### WHAT IS NEEDED
From the entries below, give the number of lines where the word "mudflat" occurs, and nothing else.
== == ==
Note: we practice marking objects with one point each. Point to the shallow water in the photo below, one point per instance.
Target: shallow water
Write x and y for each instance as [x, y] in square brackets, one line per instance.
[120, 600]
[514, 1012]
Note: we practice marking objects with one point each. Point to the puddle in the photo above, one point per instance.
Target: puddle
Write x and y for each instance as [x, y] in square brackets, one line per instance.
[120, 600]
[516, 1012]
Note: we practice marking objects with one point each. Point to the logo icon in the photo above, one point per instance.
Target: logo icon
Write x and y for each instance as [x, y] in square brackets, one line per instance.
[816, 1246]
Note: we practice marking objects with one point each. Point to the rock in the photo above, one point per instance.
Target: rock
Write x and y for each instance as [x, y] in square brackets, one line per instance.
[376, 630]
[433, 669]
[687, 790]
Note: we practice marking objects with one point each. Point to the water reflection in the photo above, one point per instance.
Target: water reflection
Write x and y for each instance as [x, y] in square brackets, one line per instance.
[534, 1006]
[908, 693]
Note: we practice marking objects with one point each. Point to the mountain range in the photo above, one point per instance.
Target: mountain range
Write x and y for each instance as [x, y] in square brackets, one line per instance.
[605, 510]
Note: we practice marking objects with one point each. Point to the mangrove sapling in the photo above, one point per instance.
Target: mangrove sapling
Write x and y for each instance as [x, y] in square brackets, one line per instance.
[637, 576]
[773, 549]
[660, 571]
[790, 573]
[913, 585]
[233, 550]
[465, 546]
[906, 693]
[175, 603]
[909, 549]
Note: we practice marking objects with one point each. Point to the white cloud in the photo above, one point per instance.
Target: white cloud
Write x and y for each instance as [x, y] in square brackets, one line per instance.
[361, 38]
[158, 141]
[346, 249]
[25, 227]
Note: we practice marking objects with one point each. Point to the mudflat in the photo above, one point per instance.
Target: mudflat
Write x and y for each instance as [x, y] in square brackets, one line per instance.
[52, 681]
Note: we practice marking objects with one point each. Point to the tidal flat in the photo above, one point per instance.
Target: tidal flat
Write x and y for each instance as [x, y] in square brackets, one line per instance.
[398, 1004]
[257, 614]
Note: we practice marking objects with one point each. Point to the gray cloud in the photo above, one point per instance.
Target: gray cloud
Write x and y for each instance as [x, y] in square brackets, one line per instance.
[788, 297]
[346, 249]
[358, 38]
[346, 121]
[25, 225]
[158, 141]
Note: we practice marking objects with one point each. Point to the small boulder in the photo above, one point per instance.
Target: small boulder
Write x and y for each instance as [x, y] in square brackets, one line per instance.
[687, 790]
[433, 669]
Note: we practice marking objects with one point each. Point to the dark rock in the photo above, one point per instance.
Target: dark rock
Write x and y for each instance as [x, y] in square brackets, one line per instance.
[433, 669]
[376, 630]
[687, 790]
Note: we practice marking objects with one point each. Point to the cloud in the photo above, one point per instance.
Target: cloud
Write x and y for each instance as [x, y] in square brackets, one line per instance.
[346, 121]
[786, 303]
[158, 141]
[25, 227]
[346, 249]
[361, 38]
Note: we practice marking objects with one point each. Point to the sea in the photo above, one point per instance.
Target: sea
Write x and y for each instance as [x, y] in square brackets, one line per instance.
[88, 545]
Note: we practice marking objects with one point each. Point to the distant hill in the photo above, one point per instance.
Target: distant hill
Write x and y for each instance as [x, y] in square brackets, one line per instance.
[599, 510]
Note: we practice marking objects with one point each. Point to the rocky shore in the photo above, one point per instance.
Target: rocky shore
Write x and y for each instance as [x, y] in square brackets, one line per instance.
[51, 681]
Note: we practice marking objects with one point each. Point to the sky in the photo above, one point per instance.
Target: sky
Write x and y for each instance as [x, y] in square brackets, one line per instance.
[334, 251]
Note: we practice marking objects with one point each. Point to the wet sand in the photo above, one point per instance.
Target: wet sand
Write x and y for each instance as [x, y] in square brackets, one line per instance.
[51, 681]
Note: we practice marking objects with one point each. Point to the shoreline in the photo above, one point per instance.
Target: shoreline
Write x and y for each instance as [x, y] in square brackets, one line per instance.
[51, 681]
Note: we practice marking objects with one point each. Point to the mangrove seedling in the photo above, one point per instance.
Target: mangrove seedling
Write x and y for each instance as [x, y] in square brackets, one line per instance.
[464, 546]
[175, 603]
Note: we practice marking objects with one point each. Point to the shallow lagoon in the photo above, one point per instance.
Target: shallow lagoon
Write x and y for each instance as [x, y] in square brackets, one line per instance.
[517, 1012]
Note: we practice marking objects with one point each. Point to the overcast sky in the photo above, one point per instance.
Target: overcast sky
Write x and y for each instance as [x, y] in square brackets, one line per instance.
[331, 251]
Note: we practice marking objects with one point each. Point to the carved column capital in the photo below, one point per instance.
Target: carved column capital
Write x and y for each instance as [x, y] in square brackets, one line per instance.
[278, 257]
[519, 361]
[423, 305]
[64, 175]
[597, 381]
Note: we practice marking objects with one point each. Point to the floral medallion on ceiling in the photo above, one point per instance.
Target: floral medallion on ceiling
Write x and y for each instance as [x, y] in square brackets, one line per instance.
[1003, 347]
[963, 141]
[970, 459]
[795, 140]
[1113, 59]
== == ==
### ANSWER BOX
2